Tasks:
1 - Answer these questions about the decomposition post:
(a) Which group does the superscript a stand for?
(b) In the first transformation, which coefficient multiplies the difference in average age between the two groups?
(c) In the alternative transformation, which coefficient multiplies the difference in average religion between the two groups?
2 - Write the next part of the decomposition post, picking up after its last line.

Reading passage:
--------------------------------------------------

The difference between the average family life satisfaction between those singles and partnered can be described:
`$$\overline{y^a}-\overline{y^b}= 
\alpha^a - \alpha^b +
\beta_1^a*\overline{age_i^a}- \beta_1^b*\overline{age_i^b} +
...+
\beta_4^a*\overline{religion_i^a}-\beta_4^b*\overline{religion_i^b}$$`
some transformation
`$$\overline{y^a}-\overline{y^b}=$$` 
`$$\alpha^a - \alpha^b + \color{red}\beta_\color{red}1^\color{red}b*(\overline{age_i^a}-\overline{age_i^b})+ \overline{age_i^a}*(\beta_1^a-\beta_1^b)+ ...+ \color{red}\beta_\color{red}4^\color{red}b*(\overline{religion_i^a}-\overline{religion_i^b})+ \overline{religion_i^a}*(\beta_4^a-\beta_4^b)$$`

you can also transform alternatively:
`$$\overline{y^a}-\overline{y^b}=$$` 
`$$\alpha^a - \alpha^b +\color{red}\beta_\color{red}1^\color{red}a*(\overline{age_i^a}-\overline{age_i^b})+ \overline{age_i^b}*(\beta_1^a-\beta_1^b)+...+ \color{red}\beta_\color{red}4^\color{red}a*(\overline{religion_i^a}-\overline{religion_i^b})+ \overline{religion_i^b}*(\beta_4^a-\beta_4^b)$$`

*note: `$a$` represents "partnered group"; `$b$` represents "single group"

---
#BO Decomposition: alternatively?

--------------------------------------------------

Data provided:
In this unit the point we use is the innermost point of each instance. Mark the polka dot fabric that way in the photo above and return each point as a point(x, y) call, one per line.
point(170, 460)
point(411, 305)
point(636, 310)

--------------------------------------------------

Expected results:
1 -
(a) The partnered group.
(b) β₁ᵇ, the age coefficient of the single group.
(c) β₄ᵃ, the religion coefficient of the partnered group.

2 -
`$$\small\overline{y^a}-\overline{y^b}=$$` 
`$$\scriptsize\alpha^a - \alpha^b + \dfrac{\color{red}(\color{red}\beta_\color{red}1^\color{red}a\color{red}+\color{red}\beta_\color{red}1^\color{red}b\color{red})}{\color{red}{2}}*(\overline{age_i^a}-\overline{age_i^b})+ \dfrac{(\overline{age_i^a}+\overline{age_i^b})}2*(\beta_1^a-\beta_1^b)+...+\dfrac{\color{red}(\color{red}\beta_\color{red}4^\color{red}a\color{red}+\color{red}\beta_\color{red}4^\color{red}b\color{red})}{\color{red}{2}}*(\overline{religion_i^a}-\overline{religion_i^b})+ \dfrac{(\overline{religion_i^a}+\overline{religion_i^b})}2*(\beta_4^a-\beta_4^b)$$`

*note: `$a$` represents "partnered"; `$b$` prepresents "single"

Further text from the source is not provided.